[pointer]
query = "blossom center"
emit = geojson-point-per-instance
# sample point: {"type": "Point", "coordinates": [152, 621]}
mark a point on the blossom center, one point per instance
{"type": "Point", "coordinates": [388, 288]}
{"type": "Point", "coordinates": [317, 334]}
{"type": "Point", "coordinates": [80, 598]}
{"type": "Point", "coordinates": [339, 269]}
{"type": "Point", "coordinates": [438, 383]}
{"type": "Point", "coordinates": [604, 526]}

•••

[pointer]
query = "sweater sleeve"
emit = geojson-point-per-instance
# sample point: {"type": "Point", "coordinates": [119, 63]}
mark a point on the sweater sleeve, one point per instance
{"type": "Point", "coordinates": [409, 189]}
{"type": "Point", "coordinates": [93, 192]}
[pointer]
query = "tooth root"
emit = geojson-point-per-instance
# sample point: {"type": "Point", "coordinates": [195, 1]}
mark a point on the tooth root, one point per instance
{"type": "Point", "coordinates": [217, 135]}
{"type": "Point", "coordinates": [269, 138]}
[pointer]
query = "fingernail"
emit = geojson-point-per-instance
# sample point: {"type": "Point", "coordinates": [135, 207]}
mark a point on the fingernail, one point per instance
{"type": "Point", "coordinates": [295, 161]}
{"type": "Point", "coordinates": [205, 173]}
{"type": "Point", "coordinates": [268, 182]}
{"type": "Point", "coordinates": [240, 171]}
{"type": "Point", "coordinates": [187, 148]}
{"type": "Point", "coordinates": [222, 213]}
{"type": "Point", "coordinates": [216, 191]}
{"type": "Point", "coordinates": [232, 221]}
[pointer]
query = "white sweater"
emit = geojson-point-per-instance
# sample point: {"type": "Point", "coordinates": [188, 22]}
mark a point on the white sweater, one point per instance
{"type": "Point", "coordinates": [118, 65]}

•••

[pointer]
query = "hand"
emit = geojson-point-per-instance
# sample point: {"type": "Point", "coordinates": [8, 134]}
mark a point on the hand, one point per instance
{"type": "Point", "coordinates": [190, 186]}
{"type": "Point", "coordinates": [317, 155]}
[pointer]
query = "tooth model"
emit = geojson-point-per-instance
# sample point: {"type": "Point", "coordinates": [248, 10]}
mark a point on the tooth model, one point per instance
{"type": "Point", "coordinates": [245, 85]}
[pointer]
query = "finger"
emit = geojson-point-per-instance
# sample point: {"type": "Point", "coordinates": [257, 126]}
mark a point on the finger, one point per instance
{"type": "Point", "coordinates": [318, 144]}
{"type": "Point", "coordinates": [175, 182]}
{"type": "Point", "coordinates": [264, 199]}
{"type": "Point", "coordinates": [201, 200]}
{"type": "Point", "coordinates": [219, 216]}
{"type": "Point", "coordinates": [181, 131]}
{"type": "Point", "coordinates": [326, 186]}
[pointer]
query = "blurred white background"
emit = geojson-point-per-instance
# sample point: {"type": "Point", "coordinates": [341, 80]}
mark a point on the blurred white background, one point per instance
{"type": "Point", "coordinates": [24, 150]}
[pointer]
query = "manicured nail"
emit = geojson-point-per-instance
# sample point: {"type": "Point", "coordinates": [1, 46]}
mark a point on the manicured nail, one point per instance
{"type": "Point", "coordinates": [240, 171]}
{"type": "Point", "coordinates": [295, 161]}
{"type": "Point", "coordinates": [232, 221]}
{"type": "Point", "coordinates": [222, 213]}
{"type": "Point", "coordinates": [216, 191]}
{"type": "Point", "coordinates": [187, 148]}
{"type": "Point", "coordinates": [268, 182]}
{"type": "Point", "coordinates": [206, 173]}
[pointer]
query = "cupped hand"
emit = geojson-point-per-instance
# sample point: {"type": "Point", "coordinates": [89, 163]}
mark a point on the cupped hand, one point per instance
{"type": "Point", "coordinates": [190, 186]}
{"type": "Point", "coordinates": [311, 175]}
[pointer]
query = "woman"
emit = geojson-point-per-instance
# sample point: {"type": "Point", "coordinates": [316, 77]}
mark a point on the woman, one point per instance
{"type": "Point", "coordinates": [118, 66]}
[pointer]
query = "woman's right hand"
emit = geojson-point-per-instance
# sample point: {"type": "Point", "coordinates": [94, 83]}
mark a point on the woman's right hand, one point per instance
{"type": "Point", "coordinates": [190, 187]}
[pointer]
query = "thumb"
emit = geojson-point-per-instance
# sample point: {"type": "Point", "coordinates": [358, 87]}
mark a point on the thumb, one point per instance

•••

Ermitteln Sie im obigen Material jede Zeile, die das Wort "root" enthält, und schreiben Sie diese Zeilen vollständig ab. Achten Sie dabei auf Groß- und Kleinschreibung.

→ **Lösung**:
query = "tooth root"
mark a point on the tooth root, one point per instance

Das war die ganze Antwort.